┌──
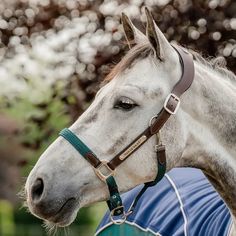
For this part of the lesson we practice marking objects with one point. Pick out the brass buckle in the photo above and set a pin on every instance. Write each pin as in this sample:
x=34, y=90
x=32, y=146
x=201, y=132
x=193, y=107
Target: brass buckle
x=171, y=95
x=104, y=173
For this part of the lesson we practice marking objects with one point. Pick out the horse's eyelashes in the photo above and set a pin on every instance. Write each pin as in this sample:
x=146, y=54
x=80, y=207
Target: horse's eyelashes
x=125, y=104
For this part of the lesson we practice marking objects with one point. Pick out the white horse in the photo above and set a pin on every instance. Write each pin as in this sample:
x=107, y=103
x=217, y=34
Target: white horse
x=202, y=134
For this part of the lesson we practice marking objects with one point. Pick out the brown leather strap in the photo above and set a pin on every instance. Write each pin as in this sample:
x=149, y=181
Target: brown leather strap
x=171, y=104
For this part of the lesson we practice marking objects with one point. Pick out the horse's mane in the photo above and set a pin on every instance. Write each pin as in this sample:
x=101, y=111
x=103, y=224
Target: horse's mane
x=217, y=64
x=144, y=49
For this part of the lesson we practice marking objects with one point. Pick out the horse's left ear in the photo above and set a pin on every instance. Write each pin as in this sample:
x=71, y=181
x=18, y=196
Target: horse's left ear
x=132, y=34
x=160, y=44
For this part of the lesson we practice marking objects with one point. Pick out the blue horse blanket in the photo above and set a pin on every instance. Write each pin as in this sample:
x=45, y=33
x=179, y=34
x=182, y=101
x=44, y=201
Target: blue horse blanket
x=182, y=203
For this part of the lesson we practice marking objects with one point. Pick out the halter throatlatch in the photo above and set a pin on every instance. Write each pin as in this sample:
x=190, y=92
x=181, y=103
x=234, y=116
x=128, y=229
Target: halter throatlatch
x=105, y=170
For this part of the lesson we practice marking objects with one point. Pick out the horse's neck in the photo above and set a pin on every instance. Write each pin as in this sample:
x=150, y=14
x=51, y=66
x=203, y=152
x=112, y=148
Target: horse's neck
x=210, y=111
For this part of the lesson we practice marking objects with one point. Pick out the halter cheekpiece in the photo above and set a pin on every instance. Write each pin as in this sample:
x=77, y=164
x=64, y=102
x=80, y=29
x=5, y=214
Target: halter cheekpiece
x=105, y=170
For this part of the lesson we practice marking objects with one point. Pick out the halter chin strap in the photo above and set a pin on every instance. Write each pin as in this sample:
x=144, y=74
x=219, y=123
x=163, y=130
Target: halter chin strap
x=105, y=170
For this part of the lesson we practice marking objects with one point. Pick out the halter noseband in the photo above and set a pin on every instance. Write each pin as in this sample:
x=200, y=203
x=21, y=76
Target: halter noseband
x=105, y=170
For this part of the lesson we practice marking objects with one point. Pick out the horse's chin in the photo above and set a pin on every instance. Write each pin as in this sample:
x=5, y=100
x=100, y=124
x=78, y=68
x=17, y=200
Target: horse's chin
x=62, y=220
x=63, y=217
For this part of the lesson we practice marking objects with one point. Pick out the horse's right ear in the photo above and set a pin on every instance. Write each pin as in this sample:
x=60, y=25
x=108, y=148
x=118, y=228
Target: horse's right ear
x=132, y=34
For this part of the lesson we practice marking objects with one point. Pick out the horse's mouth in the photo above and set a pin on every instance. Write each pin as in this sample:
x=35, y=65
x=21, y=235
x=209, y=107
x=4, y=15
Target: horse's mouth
x=66, y=214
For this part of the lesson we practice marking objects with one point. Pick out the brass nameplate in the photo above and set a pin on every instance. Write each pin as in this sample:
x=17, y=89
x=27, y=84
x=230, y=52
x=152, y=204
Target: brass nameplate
x=133, y=147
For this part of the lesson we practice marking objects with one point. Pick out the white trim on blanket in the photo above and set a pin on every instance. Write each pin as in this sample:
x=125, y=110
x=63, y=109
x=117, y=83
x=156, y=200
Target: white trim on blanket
x=180, y=203
x=130, y=223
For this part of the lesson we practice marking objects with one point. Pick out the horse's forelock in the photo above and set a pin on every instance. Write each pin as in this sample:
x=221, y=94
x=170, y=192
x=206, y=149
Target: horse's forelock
x=139, y=51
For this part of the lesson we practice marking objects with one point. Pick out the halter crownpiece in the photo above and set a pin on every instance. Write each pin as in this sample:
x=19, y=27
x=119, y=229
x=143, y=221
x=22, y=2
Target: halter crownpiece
x=105, y=170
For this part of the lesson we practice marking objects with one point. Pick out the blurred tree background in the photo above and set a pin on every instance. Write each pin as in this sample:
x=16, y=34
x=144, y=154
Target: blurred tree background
x=53, y=56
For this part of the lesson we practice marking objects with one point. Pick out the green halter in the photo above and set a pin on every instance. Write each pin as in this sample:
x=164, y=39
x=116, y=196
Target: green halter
x=115, y=202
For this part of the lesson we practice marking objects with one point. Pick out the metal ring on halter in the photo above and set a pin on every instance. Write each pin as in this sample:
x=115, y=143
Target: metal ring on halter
x=119, y=221
x=151, y=120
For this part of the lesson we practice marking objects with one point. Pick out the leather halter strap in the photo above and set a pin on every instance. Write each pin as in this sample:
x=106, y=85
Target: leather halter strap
x=170, y=107
x=105, y=170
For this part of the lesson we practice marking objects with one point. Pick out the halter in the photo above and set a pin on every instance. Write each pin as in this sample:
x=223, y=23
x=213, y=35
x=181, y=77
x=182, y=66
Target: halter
x=105, y=170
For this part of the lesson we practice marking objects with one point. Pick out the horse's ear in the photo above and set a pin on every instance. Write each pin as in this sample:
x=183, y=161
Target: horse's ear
x=132, y=34
x=157, y=39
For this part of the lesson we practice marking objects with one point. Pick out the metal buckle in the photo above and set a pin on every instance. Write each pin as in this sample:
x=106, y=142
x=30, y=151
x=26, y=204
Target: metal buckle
x=104, y=174
x=151, y=120
x=171, y=95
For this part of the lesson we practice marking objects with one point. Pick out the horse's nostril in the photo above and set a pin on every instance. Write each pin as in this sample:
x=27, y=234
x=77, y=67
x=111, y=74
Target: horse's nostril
x=37, y=189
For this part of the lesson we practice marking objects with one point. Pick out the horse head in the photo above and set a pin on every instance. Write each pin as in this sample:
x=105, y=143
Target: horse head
x=62, y=181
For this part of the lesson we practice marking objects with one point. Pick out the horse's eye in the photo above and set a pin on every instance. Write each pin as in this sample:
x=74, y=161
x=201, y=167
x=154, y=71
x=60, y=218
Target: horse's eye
x=125, y=104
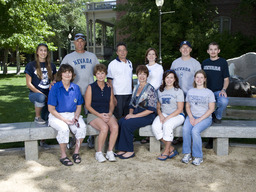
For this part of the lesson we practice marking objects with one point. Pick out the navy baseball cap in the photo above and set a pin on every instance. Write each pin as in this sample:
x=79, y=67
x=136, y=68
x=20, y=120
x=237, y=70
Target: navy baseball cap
x=185, y=43
x=80, y=36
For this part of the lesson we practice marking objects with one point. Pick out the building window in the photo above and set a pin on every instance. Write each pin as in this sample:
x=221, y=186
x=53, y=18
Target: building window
x=223, y=23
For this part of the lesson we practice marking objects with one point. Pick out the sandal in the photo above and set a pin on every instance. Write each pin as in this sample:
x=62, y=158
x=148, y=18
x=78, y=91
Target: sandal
x=76, y=158
x=66, y=161
x=173, y=153
x=163, y=159
x=146, y=140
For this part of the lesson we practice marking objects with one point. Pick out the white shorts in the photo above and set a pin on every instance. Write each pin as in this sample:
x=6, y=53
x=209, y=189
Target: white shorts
x=165, y=130
x=63, y=128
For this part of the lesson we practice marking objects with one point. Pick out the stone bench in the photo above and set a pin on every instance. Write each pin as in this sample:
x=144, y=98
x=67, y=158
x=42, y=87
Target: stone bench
x=30, y=133
x=220, y=132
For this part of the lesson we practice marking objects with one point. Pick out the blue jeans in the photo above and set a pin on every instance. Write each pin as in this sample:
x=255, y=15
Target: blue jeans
x=221, y=104
x=192, y=136
x=38, y=99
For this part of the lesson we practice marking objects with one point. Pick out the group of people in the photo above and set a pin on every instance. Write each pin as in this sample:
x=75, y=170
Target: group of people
x=186, y=93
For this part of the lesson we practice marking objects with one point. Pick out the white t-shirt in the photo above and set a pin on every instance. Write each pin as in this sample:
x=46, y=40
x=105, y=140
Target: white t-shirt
x=169, y=98
x=199, y=100
x=185, y=71
x=155, y=75
x=121, y=75
x=83, y=64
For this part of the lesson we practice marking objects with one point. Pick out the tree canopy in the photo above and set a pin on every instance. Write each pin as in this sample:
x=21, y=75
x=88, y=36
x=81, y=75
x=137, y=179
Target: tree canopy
x=192, y=21
x=25, y=23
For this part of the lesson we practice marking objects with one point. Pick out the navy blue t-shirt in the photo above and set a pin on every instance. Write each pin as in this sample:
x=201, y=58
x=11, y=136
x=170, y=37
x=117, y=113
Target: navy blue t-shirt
x=216, y=72
x=100, y=98
x=65, y=101
x=40, y=84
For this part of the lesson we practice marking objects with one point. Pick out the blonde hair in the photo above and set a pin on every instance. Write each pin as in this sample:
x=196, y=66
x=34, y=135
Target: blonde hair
x=204, y=74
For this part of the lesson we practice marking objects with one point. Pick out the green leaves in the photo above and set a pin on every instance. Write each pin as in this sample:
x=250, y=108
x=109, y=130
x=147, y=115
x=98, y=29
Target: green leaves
x=25, y=24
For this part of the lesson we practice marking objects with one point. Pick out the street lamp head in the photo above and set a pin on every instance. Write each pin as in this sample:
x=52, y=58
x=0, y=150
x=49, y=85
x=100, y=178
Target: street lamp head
x=159, y=3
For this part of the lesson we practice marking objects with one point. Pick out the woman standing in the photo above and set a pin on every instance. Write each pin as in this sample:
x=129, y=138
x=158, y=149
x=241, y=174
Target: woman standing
x=65, y=103
x=200, y=104
x=100, y=104
x=141, y=113
x=155, y=70
x=155, y=74
x=39, y=74
x=170, y=112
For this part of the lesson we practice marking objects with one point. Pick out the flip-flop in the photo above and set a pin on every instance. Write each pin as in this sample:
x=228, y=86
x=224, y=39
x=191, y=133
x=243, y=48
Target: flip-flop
x=122, y=157
x=163, y=159
x=75, y=158
x=173, y=153
x=65, y=161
└──
» **Short exercise**
Set out the lines of the material above as a numbered list, starting at the beginning of the material and going on through the line with "x=144, y=49". Skip blank lines and leave the pictures out.

» **Result of the exercise**
1. For this part of the lesson we practice marking objects with one point. Pick out the brass buckle in the photo above and set a pin on every instance. Write each pin as in this sample:
2. x=34, y=90
3. x=32, y=146
4. x=201, y=132
5. x=193, y=107
6. Target: brass buckle
7. x=171, y=95
8. x=104, y=173
9. For this part of the lesson we practice marking objects with one point. Pick out the horse's eyelashes in the photo above and set a pin on every instance. Write each pin as in this sample:
10. x=146, y=54
11. x=80, y=207
12. Target: horse's eyelashes
13. x=125, y=104
14. For this part of the lesson we practice marking objects with one point. Pick out the white horse in the photo above and set a pin on every instance. Write each pin as in this sample:
15. x=107, y=103
16. x=217, y=34
17. Target: white horse
18. x=202, y=134
19. For this part of the lesson we practice marking objects with one point. Pick out the brown leather strap in the photo above and set a pin on every instance. Write each pin as in this sample:
20. x=149, y=181
21. Target: brown leather strap
22. x=171, y=104
23. For this part of the lesson we practice marking objects with one point. Pick out the horse's mane in the photo above and set a pin on every instance. Write each pin as in this sample:
24. x=101, y=111
25. x=103, y=224
26. Target: horse's mane
27. x=217, y=64
28. x=144, y=49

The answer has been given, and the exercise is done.